• _Page extract_
--- begin ---

Hustlers has been one of 2019’s most talked about films, and it’s started a number of conversations that dig deeper than just the crime-driven story, but the glitz, glam, and attitude sure don’t hurt either.
Featuring an incredible cast, starring Jennifer Lopez and Constance Wu, the film has a lot of subtext that’s not just fascinating; it’s also long overdue on screen, and it comes back to director and co-writer Lorene Scafaria.
During the 2019 Toronto International Film Festival, I sat down with Scafaria to find out more about making the film, the process, the story, and what made her so passionate about directing this film in particular.
Hustlers is out now on Blu-ray and DVD.
What makes this film different from the decades of films we’ve seen before about strippers?
Lorene Scafaria: “I guess there’s so few movies that tell it from their point of view. Even when they have, I’m not sure that they’re told with the same, I don’t know, humanity, empathy. I just really was excited to walk in their shoes and really see what they experience on a daily basis; the pros, the cons, the good days, the bad days.”
Can you talk about assembling this incredible cast–one so diverse, and how difficult or easy that was?
Scafaria: “It was a lot easier once Jennifer Lopez was attached, obviously, to get a lot people interested.”
“The miracle was probably scheduling all of these people who, obviously, have incredibly busy lives. Cardi [B] was very busy. Lizzo was touring. We just found windows somehow. I think a series of miracles happened.”
“I was really excited to assemble this group of people. It started with Jennifer and then Constance and then building around them. Lizzo, Cardi, those are roles I wrote for them along with Trace Lysette and Jack the Stripper as she’s known, Jacqueline Francis. She plays Jackie. I had kind of pulled all of these people in that I had really wanted to see in a locker room together. I just kind of can’t believe it worked out.”
Can you talk about the tone of the movie? People are getting hurt, and I’m wondering how you balanced that to create sympathy for the characters?
Scafaria: “I wanted to tell a fuller story before it certainly turned to a crime drama. Obviously, there’s a point of no return for them. For me, I think we all know the difference between right and wrong. I wasn’t trying to convince anyone that wrong was right or right was wrong. I was just interested in seeing what they were up against in their industry, how much the financial crisis had an affect on their industry.”
“Obviously, it had an affect on all of us, but there’s a real before and after for them, especially in New York in Wall Street’s backyard.”
“I didn’t want to change anything, to be honest. I didn’t want to tell a black and white story. I didn’t want to convince the audience that they should root for them or root against them. I really just wanted to leave it up to audiences how they felt. There’s certainly fun and comedy involved. There’s other heavier sadder moments.”
“It was, at its core, a friendship story about these two women who form this bond and form this business together. That kind of friendship that can bail you out of trouble, but also get you into a lot of trouble. I just wanted to talk about the power dynamics.”
“There were just so many themes I was interested in. Obviously it’s a movie about capitalism and money as it relates to gender, and gender as it relates to money. I thought we’re used to seeing women spending and shopping, but not often seeing them earning and providing. I just wanted to talk about all of that.”
You were talking about writing for these actors. What do you do and what are you thinking, what are you preparing, especially when you’re writing for Jennifer and Constance? What went into crafting their characters before you even started?

--- end ---

• _Exercise prompt_
Rewrite the passage of the Hustlers interview that opens with the words containing "During the 2019" and closes with "before about strippers?", putting "TIFF" in place of "Toronto International Film Festival".

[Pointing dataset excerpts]
--- begin ---

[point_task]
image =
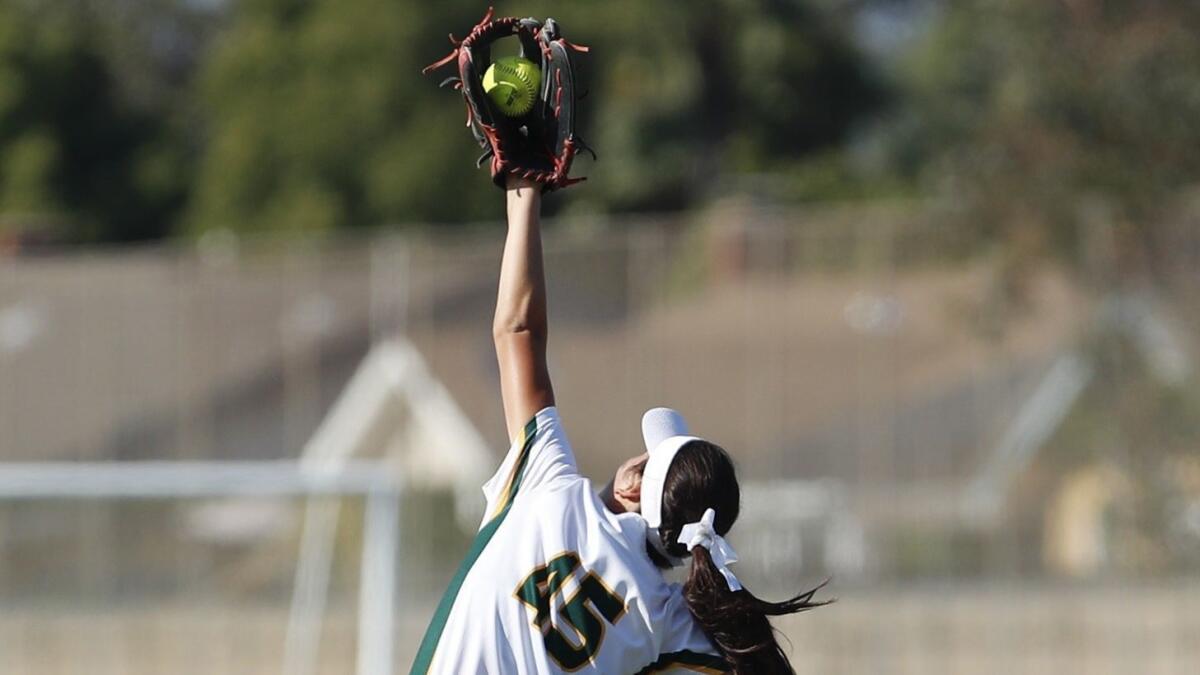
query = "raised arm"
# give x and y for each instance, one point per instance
(520, 326)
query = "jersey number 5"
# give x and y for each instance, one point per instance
(582, 611)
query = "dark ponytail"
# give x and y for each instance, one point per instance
(702, 477)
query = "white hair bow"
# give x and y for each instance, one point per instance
(703, 535)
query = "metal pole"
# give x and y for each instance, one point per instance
(301, 643)
(377, 587)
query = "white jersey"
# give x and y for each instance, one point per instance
(556, 583)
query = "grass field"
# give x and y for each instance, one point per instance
(952, 629)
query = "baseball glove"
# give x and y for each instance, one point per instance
(541, 144)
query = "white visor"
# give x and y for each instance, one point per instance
(664, 431)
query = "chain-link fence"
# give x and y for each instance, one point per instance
(996, 460)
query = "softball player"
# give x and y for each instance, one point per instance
(564, 579)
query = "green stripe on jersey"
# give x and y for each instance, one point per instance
(438, 623)
(689, 661)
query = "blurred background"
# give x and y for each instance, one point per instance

--- end ---

• _Response to the task_
During the 2019 TIFF, I sat down with Scafaria to find out more about making the film, the process, the story, and what made her so passionate about directing this film in particular.
Hustlers is out now on Blu-ray and DVD.
What makes this film different from the decades of films we’ve seen before about strippers?